--- Start of Quoted text ---
Category Archives: Reviews by Show Name
Charlie and the Chocolate Factory
Original London Cast, 2013 (Watertower Music)
(1 / 5) The first stage iteration of Marc Shaiman and Scott Wittman’s musical adaptation of Roald Dahl’s children’s novel preserves only one of Leslie Bricusse and Anthony Newley’s songs from the film Willy Wonka and the Chocolate Factory — “Pure Imagination” — but the entire album seems to hold its breath until that track arrives very late in the proceedings. Nothing else in the new score sounds anything like it, and Shaiman and Wittman fail to crack the code on converting the episodic structure of Dahl’s book to musical theater form. Jack Costello’s Charlie is charming in the opening number, “Almost Nearly Perfect,” but the other four kids who win a tour of Willy Wonka’s factory are as madly annoying as they’re meant to be, resulting in a quartet of bad songs introducing each child in the first act and a quartet of worse songs getting rid of each child in the second. Shaiman writes music in different styles for the four families — a polka for the Gloops, an English patter song for the Salts, a poppy rap for the Beauregardes, and electronic cacophony for the Teavees — so the score never gets a chance to advance beyond Russian Roulette-style genre-jumping. Nor does the show comfortably translate Dahl’s self-aware rudeness for a contemporary audience. Augustus Gloop’s fat-shaming yodel is cringe-worthy, but the lyrics for “Vidiots,” the Oompa Loompas’ condemnation of kids who play video games, are the album’s nadir: “Alas, alas, poor Mike Teavee / For OMG, he’s ADD.” (Credit Iris Roberts for making a strong, frantic impression as Mike’s harried mother.) The songs for Wonka (Douglas Hodge) are insubstantial, too, until he finally arrives at “Pure Imagination” and listeners can breathe a sigh of relief. — Dan Rubins
Original Broadway Cast, 2017 (Masterworks)
--- End of Quoted text ---
--- Start of Material provided ---
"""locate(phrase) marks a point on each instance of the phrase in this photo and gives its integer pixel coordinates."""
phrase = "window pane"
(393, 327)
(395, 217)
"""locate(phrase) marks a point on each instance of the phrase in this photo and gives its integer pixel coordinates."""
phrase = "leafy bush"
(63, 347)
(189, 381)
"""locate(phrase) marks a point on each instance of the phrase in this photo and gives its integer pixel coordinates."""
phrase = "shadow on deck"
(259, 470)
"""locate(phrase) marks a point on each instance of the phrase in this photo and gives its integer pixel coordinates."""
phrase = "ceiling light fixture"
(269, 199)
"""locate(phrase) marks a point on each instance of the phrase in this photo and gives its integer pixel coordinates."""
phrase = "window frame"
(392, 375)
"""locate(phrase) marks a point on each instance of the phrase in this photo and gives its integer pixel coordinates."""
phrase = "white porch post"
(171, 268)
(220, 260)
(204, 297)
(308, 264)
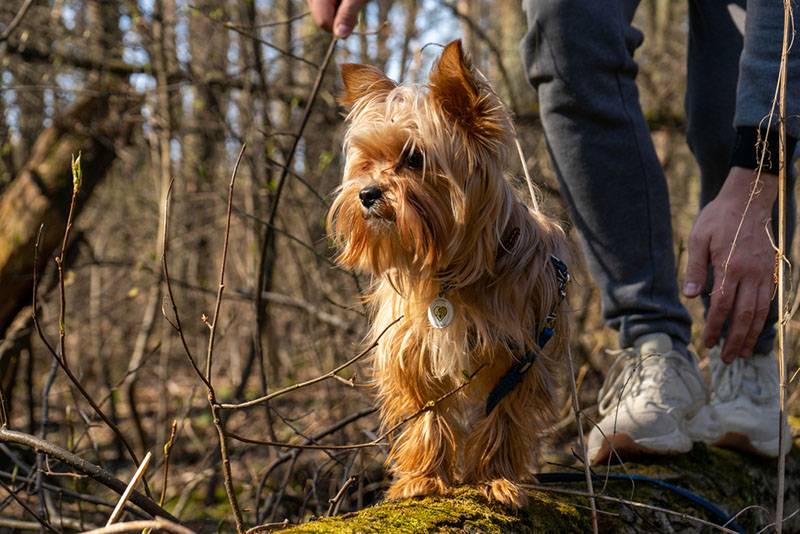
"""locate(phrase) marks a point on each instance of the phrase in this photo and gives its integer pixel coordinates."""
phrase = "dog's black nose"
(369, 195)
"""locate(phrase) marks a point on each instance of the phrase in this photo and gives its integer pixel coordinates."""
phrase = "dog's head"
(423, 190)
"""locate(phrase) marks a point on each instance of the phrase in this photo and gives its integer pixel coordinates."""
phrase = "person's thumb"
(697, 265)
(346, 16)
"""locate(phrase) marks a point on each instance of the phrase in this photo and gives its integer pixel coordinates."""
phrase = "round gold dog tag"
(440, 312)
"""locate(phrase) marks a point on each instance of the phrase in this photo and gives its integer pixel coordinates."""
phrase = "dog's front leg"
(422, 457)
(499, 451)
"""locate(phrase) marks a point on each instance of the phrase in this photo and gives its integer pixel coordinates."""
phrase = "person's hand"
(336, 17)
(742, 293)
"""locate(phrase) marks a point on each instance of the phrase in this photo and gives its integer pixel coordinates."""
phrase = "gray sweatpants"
--- End of Material provided ---
To-do list:
A) Answer these questions using the Charlie and the Chocolate Factory review:
(i) Which song from the film Willy Wonka and the Chocolate Factory does the London stage version keep?
(ii) What style of music does Shaiman write for the Salts?
(iii) Who plays Mike Teavee's mother on the London album?
B) Write the next part of the Charlie and the Chocolate Factory review, continuing after its last line.

Task results:
A)
(i) "Pure Imagination"
(ii) An English patter song
(iii) Iris Roberts

B)
(2 / 5) This Broadway recording is a marked improvement over the London cast album, not least for the reintroduction of most of the songs from the 1971 film Willy Wonka and the Chocolate Factory: “Candy Man,” “I’ve Got A Golden Ticket,” and “Oompa Loompa” all join “Pure Imagination.” Christian Borle has greater range than Douglas Hodge as Willy Wonka, and his opening rendition of “The Candy Man” sets a clearer tone for the character. The album generously rotates through the three young actors who played Charlie on Broadway, with Jake Ryan Flynn making a particularly terrific impression in a new, joyous waltz, “Willy Wonka! Willy Wonka!” and also in “The View From Here,” a sweet ballad with rousing counterpoint. Most of the other kids’ songs, including the deadly “Vidiots,” remain in some form; but a major casting change, with adults playing all the children except Charlie, makes the show’s added cruelties towards these characters somewhat more tolerable. That said, a notorious scene from this production, in which squirrels tear Veruca Salt (now inexplicably Russian) to pieces, is commemorated on the album in “Veruca’s Nutcracker Sweet,” which contains tasteless couplets such as “Veruca Salt was once en pointe / But watch as we dislocate each joint.” On the plus side, Trista Dollison is especially good in “The Queen of Pop,” Violet’s intro song, which recalls Shaiman and Wittman’s far superior work for Hairspray. The new, discomfiting song “When Willy Meets Oompa” seems to double down on the Oompa Loompa plot line’s colonial undercurrents, but there’s enough inoffensive sweetness elsewhere — courtesy of the three Charlies, John Rubinstein’s Grandpa Joe, and Borle’s ballads — to make this a listenable album. — D.R.
Dessa Rose
Original Off-Broadway Cast, 2005 (JAY)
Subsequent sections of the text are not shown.